BIPI
BIPI

Writing YARA Rules That Catch Tomorrow's Sample, Not Yesterday's

Cybersecurity

YARA is twelve years old and most analysts still write rules that only catch the exact sample they had on their desk. Here's how to build rules that generalize across families without drowning your hunters in false positives.

By Arjun Raghavan, Security & Systems Lead, BIPI · January 7, 2024 · 8 min read

#yara#malware#threat-hunting

I've reviewed roughly 400 YARA rules in the last year, written by analysts at banks, telcos, and government CERTs. A clear majority fall into one of two failure modes. Either the rule is so tight it matches one sample and nothing else, or it's so loose it matches half of legitimate Windows binaries. Both are useless.

Good YARA rules sit in a narrow band. They generalize across a malware family or technique without lighting up benign software. Getting there requires deliberate choices about strings, hex patterns, regex, and condition logic. None of those choices are obvious from reading the YARA documentation.

Strings, Hex, and Regex Have Different Jobs

Plain text strings catch hardcoded URLs, mutex names, error messages, and PDB paths. They're fast and they survive most repacking. The trap is variant fragility. If the malware author changes "connection_failed" to "conn_fail" the rule misses. Use plain strings for content the author is unlikely to vary: legal notices, embedded copyright strings, distinctive error messages.

Hex patterns catch opcode sequences and structural artifacts. They survive string obfuscation but break on recompilation with different optimization flags. Use them for unique decoder stubs, distinctive crypto routines, or PE structure quirks. Wildcards (??) and jumps ([4-8]) give you tolerance for register variation and small offset changes.

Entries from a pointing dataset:
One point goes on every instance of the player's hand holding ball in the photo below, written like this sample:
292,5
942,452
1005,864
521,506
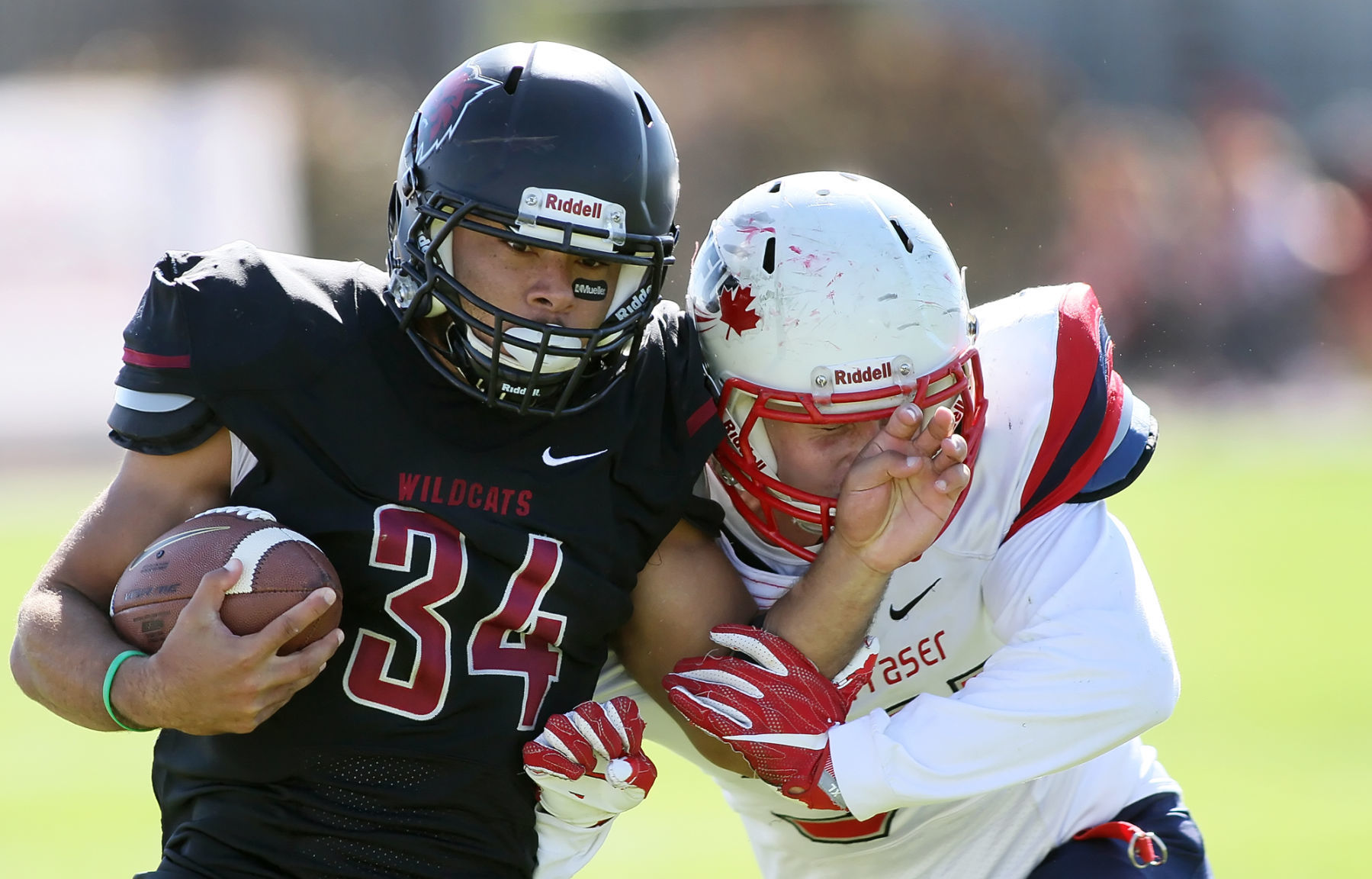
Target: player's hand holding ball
589,764
238,613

■ Required tasks
1 – According to the YARA article, why should plain text strings be used for content the malware author is unlikely to vary?
2 – Reproduce the passage of the YARA article starting with "Writing YARA Rules" and going on through "Both are useless.", word for word.

■ Outputs
1 – Plain strings suffer from variant fragility. If the author changes a string, for example "connection_failed" to "conn_fail", the rule misses the sample. Strings the author is unlikely to change, such as legal notices, embedded copyright strings, and distinctive error messages, keep the rule matching.

2 –
Writing YARA Rules That Catch Tomorrow's Sample, Not Yesterday's

Cybersecurity

YARA is twelve years old and most analysts still write rules that only catch the exact sample they had on their desk. Here's how to build rules that generalize across families without drowning your hunters in false positives.

By Arjun Raghavan, Security & Systems Lead, BIPI · January 7, 2024 · 8 min read

#yara#malware#threat-hunting

I've reviewed roughly 400 YARA rules in the last year, written by analysts at banks, telcos, and government CERTs. A clear majority fall into one of two failure modes. Either the rule is so tight it matches one sample and nothing else, or it's so loose it matches half of legitimate Windows binaries. Both are useless.